**The task:** Gather every line in the records below that contains the string "snowflake", and copy each one. Matching is case-sensitive.

**Records shown:**
--- START ---

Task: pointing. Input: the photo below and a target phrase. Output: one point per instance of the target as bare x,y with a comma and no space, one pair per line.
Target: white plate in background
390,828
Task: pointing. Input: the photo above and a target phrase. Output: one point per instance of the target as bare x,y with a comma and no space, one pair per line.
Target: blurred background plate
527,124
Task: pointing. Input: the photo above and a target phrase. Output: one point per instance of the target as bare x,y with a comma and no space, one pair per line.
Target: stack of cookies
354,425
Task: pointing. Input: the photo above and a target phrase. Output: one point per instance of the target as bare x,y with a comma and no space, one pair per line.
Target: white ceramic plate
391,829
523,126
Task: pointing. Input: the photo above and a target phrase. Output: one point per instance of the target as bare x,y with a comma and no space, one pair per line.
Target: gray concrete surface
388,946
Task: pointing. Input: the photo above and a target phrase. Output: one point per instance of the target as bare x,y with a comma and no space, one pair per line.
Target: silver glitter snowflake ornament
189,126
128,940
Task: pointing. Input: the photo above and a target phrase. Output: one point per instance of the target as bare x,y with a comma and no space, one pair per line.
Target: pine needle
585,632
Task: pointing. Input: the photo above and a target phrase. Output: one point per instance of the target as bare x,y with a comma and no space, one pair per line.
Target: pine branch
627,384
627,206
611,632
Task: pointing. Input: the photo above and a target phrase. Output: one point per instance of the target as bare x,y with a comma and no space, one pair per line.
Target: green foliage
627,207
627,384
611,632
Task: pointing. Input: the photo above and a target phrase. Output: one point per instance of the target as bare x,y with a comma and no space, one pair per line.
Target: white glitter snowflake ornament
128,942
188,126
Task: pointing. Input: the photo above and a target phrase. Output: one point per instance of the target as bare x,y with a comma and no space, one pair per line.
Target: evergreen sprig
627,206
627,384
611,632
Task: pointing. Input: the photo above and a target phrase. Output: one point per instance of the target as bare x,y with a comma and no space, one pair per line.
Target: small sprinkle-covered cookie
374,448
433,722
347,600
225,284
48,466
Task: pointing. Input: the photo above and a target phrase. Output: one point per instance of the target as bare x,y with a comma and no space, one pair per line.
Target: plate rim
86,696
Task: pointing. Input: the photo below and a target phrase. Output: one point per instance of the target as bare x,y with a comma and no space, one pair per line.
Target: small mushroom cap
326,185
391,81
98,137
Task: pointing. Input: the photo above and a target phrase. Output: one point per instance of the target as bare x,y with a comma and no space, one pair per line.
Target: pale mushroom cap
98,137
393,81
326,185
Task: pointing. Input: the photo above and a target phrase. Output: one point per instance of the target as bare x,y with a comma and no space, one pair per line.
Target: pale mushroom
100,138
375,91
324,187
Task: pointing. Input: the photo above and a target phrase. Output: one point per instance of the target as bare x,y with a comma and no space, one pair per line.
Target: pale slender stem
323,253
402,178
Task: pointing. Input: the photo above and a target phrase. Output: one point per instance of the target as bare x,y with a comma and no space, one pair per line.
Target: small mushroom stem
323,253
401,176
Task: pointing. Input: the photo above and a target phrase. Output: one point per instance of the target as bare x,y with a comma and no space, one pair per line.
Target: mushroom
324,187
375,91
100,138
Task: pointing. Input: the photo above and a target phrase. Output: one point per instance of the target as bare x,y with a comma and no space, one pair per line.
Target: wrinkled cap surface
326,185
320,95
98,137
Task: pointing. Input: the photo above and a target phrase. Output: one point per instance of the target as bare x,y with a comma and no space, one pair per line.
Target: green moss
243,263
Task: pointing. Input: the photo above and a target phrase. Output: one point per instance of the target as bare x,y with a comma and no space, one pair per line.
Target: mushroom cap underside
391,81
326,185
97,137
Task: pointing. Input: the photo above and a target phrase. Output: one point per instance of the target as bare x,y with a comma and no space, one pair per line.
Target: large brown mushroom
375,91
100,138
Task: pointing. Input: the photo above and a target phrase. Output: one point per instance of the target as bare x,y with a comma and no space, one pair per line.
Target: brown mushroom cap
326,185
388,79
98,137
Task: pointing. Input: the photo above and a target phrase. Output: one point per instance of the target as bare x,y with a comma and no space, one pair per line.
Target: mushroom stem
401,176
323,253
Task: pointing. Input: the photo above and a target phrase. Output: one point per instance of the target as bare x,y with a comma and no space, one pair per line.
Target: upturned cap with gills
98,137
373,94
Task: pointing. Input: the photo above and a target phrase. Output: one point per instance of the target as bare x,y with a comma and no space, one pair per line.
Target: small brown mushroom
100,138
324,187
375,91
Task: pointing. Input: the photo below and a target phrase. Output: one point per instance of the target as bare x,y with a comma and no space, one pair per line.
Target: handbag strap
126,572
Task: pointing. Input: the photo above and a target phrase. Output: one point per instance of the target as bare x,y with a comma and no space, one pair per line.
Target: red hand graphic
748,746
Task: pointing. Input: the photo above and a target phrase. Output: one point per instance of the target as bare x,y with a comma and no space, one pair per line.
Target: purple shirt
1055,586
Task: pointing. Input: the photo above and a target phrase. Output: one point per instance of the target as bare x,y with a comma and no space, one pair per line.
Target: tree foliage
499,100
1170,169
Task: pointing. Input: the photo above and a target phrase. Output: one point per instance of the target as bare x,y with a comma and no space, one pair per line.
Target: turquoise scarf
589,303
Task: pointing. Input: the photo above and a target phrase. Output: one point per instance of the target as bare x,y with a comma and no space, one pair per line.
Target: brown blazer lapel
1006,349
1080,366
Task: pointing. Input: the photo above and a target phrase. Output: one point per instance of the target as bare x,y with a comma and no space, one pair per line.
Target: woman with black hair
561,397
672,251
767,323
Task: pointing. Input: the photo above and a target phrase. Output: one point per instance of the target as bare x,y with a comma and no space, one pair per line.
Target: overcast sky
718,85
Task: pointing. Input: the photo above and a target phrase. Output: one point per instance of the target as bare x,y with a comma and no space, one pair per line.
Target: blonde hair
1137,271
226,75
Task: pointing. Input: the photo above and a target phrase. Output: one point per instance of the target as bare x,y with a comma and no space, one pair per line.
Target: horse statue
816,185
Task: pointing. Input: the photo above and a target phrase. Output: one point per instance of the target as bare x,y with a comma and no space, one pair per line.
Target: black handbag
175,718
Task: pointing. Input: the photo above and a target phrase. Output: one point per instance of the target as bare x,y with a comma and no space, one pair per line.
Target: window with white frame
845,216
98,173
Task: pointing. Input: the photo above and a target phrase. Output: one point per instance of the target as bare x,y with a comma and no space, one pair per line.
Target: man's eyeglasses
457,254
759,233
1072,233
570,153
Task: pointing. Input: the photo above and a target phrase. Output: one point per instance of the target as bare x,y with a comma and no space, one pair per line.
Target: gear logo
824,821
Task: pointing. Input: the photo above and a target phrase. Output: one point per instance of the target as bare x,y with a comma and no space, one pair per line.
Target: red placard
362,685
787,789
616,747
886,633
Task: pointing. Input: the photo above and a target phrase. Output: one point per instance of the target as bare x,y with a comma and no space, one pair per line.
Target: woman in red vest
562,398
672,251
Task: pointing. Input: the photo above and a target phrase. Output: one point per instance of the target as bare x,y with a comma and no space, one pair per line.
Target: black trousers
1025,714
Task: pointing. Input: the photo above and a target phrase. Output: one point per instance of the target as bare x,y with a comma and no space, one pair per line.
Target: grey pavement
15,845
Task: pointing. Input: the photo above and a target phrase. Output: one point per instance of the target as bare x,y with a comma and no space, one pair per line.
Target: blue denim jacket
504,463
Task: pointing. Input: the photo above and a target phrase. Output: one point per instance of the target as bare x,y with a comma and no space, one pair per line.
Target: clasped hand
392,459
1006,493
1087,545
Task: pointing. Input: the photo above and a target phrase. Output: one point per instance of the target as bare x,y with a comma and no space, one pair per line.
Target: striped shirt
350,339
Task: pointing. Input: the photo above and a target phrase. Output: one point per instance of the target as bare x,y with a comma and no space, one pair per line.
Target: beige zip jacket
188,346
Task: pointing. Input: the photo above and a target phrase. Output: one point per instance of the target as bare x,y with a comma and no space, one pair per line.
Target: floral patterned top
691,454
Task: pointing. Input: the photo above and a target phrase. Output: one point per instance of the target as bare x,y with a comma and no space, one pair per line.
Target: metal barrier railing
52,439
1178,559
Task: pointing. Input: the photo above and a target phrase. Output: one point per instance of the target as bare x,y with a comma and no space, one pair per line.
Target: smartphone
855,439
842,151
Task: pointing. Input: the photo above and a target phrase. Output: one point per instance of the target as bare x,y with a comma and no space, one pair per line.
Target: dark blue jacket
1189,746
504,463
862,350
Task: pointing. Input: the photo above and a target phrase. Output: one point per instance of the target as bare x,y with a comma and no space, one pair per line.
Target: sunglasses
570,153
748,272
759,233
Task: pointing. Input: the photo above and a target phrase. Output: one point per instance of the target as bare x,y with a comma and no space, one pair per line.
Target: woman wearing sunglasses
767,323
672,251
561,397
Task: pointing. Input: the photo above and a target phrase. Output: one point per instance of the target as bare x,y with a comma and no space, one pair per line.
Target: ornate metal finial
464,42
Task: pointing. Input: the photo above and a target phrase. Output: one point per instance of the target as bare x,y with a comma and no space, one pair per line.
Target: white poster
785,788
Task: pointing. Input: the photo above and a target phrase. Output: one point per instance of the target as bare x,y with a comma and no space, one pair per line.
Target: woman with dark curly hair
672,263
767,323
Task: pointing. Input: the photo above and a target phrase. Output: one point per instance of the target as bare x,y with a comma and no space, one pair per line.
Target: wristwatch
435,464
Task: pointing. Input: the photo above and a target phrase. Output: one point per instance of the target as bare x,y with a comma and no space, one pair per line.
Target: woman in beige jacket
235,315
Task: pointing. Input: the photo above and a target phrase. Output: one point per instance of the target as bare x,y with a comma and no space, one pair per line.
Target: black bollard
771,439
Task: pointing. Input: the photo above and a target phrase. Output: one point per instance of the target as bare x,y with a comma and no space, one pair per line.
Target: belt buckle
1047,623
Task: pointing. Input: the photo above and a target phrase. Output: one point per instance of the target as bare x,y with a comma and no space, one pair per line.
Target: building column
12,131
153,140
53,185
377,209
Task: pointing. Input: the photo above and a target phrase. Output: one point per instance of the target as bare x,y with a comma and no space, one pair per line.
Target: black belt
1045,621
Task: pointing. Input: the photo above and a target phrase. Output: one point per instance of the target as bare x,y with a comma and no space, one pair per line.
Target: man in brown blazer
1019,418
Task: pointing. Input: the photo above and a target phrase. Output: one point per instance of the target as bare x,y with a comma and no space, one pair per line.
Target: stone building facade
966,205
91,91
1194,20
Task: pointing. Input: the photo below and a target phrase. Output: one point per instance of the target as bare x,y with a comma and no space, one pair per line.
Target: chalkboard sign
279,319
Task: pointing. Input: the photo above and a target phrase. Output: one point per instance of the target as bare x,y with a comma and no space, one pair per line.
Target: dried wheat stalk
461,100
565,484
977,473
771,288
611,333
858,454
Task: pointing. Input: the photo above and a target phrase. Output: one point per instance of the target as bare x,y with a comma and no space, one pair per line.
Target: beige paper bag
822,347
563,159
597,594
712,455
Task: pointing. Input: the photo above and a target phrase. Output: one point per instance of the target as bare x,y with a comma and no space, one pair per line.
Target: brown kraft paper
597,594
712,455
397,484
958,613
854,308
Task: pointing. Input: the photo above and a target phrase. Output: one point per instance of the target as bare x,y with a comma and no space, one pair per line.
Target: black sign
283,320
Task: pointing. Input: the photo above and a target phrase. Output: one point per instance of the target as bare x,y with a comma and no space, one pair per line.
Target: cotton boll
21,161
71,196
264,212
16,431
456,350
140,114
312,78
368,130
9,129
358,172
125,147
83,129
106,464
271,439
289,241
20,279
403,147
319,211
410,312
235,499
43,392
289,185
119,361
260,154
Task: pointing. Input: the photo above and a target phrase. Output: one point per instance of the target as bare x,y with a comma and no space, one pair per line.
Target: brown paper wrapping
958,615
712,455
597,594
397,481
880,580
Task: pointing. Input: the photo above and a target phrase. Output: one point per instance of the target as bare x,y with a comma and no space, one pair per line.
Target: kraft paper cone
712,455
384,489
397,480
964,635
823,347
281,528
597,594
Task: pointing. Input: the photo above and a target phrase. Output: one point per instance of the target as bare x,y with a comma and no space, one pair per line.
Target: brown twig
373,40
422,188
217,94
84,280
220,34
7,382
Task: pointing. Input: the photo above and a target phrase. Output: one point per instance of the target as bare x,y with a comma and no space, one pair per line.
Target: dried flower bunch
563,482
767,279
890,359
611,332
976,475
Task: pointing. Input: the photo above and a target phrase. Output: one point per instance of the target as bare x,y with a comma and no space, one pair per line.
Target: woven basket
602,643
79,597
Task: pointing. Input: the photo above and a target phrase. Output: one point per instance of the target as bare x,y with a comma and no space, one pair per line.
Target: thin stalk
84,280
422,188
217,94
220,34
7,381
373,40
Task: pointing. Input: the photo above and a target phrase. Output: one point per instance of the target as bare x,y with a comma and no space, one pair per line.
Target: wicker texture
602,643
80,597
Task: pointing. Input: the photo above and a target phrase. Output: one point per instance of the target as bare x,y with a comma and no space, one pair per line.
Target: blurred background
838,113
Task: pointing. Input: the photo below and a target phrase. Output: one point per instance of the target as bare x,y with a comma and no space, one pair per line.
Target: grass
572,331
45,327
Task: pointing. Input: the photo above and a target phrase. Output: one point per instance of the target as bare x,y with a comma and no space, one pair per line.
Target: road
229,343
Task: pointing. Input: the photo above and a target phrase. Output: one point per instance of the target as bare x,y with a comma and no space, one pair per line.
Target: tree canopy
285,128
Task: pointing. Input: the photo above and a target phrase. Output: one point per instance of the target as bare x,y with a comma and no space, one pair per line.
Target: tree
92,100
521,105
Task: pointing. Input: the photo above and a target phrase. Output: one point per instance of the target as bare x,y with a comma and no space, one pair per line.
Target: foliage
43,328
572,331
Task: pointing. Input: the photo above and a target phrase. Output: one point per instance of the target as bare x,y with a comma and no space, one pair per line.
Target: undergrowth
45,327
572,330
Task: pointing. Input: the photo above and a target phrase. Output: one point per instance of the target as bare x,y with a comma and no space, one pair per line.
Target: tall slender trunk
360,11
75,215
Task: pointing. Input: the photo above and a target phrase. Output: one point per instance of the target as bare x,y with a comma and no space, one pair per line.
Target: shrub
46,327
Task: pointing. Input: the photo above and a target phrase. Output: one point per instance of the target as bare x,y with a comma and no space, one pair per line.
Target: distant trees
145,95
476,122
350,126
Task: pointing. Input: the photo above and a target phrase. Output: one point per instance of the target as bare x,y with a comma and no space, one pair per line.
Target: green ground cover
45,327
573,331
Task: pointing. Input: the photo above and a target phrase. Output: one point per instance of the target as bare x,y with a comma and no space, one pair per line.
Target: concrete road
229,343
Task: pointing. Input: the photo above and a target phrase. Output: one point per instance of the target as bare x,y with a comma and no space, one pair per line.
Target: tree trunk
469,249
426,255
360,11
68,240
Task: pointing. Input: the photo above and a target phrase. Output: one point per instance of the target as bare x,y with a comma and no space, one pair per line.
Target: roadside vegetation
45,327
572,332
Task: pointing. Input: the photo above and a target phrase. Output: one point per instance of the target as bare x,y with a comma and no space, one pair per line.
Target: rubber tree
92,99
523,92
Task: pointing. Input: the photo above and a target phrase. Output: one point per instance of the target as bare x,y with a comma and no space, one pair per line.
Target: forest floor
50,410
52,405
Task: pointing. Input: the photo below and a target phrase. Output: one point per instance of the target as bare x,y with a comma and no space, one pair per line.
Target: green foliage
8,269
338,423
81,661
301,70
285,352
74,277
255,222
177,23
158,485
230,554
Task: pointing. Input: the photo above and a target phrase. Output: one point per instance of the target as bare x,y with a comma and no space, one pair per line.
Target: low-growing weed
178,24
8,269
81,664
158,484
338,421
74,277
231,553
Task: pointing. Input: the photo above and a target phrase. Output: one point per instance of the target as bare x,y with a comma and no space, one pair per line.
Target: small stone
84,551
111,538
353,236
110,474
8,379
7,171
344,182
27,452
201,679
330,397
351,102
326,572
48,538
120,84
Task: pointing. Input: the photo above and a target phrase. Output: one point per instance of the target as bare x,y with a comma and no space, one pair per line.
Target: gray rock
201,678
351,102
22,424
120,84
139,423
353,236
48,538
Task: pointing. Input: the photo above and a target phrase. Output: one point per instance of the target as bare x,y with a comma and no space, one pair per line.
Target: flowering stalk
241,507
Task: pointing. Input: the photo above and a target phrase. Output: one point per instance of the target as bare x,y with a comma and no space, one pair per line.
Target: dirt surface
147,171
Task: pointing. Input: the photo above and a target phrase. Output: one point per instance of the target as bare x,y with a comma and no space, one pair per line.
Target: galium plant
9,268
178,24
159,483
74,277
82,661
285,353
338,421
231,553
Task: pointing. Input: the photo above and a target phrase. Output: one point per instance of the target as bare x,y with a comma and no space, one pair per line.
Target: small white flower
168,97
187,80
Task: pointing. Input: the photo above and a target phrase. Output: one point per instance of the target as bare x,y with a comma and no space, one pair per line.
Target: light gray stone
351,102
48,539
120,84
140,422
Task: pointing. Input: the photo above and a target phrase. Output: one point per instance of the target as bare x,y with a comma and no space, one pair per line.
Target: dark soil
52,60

--- END ---

**Problem solution:**
Target: silver glitter snowflake ornament
Target: white glitter snowflake ornament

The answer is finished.